## Task
Write out only the tail of the records, beginning at the line containing "Please indicate the calm water in" and including the last line, exactly as written.

(Point placement records)
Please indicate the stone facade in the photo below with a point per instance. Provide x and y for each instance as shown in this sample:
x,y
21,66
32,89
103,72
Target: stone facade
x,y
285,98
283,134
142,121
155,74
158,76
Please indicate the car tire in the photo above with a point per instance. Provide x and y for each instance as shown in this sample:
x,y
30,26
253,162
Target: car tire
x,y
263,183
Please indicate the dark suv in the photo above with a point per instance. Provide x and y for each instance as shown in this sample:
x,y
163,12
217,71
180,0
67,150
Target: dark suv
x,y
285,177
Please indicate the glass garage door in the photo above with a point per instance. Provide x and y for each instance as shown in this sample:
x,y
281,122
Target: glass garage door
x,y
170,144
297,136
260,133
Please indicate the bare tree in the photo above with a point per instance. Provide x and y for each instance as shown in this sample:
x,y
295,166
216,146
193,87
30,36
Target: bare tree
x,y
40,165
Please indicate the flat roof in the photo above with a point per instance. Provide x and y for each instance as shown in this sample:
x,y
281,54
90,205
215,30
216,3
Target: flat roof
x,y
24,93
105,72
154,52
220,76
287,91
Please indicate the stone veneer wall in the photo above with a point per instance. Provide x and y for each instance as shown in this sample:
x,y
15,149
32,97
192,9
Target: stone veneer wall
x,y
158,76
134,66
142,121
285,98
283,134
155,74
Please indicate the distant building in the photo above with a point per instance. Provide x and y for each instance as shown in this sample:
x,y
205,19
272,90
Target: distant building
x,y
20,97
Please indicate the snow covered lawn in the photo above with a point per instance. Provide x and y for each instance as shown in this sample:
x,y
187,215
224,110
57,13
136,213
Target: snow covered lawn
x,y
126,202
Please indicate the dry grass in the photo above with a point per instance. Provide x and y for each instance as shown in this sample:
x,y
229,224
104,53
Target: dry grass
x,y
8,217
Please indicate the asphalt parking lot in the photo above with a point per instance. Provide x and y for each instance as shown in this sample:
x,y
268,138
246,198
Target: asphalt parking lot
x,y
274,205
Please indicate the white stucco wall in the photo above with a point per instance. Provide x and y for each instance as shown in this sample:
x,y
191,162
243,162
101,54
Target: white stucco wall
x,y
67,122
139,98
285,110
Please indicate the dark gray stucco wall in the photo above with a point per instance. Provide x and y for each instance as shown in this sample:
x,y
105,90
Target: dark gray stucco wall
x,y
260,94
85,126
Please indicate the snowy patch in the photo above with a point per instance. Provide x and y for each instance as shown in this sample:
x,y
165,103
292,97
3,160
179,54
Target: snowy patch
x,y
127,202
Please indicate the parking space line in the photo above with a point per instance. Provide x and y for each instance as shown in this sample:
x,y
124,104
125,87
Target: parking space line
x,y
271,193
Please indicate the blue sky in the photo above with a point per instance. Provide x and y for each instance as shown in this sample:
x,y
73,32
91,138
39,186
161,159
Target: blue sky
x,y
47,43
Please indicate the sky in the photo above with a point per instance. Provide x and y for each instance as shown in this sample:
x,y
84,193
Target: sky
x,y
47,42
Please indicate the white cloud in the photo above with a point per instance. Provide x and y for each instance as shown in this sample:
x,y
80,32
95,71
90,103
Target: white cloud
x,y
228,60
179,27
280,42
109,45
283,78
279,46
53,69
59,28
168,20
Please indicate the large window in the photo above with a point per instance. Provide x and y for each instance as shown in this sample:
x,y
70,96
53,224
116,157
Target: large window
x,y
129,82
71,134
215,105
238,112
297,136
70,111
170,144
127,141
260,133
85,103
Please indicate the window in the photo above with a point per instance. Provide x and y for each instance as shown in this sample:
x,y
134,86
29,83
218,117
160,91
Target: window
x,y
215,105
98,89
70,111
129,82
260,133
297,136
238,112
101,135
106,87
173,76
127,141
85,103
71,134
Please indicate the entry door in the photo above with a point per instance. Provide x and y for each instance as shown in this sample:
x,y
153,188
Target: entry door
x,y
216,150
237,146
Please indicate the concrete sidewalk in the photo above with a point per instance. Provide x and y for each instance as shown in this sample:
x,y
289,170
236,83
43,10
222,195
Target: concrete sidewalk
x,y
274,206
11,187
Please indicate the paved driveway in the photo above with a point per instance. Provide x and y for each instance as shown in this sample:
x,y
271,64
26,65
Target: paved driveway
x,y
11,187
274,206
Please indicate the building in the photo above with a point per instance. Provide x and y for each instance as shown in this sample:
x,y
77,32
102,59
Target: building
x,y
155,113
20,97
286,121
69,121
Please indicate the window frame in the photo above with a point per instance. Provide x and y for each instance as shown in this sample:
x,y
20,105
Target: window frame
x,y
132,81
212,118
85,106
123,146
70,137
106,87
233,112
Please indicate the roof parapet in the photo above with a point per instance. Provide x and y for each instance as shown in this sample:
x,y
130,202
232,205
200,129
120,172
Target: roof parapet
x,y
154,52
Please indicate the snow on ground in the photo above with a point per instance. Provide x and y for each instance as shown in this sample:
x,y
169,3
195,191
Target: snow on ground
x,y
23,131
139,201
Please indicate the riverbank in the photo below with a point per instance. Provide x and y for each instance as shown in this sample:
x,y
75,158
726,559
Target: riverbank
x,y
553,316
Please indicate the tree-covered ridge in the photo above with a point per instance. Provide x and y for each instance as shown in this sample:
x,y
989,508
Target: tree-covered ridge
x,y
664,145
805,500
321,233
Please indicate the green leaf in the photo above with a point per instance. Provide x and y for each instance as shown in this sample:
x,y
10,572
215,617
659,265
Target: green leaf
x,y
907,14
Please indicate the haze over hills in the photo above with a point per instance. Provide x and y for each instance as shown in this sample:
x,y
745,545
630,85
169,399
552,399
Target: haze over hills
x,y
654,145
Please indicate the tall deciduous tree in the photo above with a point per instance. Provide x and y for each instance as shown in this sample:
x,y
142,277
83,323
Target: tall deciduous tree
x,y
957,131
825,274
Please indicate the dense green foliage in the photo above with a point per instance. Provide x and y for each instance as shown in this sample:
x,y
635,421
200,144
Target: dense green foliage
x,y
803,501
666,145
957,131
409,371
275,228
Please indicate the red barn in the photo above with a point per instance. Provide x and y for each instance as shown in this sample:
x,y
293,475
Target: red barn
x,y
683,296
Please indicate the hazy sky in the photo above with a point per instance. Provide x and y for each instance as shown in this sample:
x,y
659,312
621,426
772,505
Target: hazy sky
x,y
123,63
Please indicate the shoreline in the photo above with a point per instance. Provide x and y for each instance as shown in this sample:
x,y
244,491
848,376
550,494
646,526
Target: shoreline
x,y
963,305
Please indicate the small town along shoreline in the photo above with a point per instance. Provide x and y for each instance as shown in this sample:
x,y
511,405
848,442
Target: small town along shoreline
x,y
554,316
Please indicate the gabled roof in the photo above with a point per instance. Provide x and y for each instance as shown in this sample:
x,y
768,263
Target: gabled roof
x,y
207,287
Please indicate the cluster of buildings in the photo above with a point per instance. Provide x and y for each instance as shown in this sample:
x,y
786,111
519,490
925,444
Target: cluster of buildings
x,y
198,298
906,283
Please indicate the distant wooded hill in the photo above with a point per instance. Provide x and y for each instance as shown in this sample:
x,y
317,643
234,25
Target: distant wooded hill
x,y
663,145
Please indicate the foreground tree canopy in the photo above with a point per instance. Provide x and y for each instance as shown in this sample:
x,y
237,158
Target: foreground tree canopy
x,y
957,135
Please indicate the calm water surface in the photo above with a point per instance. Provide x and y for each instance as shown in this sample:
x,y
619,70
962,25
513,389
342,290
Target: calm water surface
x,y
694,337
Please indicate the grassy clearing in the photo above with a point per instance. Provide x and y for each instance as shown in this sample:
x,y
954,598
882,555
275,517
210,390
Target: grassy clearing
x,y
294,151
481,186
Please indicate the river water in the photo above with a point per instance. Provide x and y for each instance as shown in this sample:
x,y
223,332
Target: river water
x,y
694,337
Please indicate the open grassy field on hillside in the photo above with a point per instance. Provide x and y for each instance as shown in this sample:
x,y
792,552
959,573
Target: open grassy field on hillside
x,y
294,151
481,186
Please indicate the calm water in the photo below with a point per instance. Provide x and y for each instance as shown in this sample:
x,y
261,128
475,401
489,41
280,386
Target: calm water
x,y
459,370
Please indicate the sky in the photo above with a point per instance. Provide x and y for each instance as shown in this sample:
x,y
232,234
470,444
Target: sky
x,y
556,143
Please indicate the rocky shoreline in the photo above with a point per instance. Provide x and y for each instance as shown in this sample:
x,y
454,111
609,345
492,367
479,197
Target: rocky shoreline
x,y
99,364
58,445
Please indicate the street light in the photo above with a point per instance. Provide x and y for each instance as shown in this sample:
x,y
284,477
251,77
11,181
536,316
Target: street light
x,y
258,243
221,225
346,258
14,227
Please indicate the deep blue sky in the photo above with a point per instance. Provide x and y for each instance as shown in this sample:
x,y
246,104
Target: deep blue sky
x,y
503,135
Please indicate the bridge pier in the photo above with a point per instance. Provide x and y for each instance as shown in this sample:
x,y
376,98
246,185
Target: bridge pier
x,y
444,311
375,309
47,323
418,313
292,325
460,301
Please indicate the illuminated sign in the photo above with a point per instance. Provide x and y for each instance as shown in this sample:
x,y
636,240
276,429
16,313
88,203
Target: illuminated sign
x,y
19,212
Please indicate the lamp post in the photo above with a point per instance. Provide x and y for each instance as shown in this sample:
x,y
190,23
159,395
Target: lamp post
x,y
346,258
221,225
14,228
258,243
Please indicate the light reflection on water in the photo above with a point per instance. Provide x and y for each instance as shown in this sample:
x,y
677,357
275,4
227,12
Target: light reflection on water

## Finished answer
Please indicate the calm water in the photo below with a point per instance. Provide x and y for each instance as shown in this sample:
x,y
261,128
475,401
489,41
280,386
Target: calm water
x,y
459,370
Please indicate the sky in the photo above with a point per instance. Provide x and y for each instance as shown in this sample:
x,y
232,234
470,444
Target: sky
x,y
556,143
Please indicate the rocky shoreline in the photo above with a point per instance. Provide x and y for each instance as shown in this sample:
x,y
454,111
609,345
492,367
479,197
Target: rocky shoreline
x,y
99,364
58,445
Please indicate the street light in the photo above with a point per instance. Provide x and y for each instance as shown in this sample:
x,y
284,477
251,77
11,181
536,316
Target: street light
x,y
258,243
221,225
346,258
14,227
Please indicate the deep blue sky in the photo above with a point per instance. Provide x and y for each instance as shown in this sample:
x,y
246,104
Target: deep blue sky
x,y
503,135
Please indicate the bridge pier in the photo above with a point per instance. Provide x and y for each instance as shown in this sample:
x,y
376,98
246,185
Target: bridge pier
x,y
444,311
375,309
47,323
418,313
292,325
460,301
Please indicate the illuminated sign in the photo above with a point per instance. Provide x and y for each instance as shown in this sample:
x,y
636,240
276,429
16,313
88,203
Target: illuminated sign
x,y
19,212
Please indicate the lamp post in the photo above with a point per instance. Provide x and y for each instance as shown in this sample:
x,y
190,23
159,395
Target: lamp post
x,y
346,258
221,225
14,228
258,243
Please indicate the light reflection on water in the photo above with a point per instance. Provide x and y for each instance as shown in this sample:
x,y
677,357
275,4
227,12
Target: light reflection on water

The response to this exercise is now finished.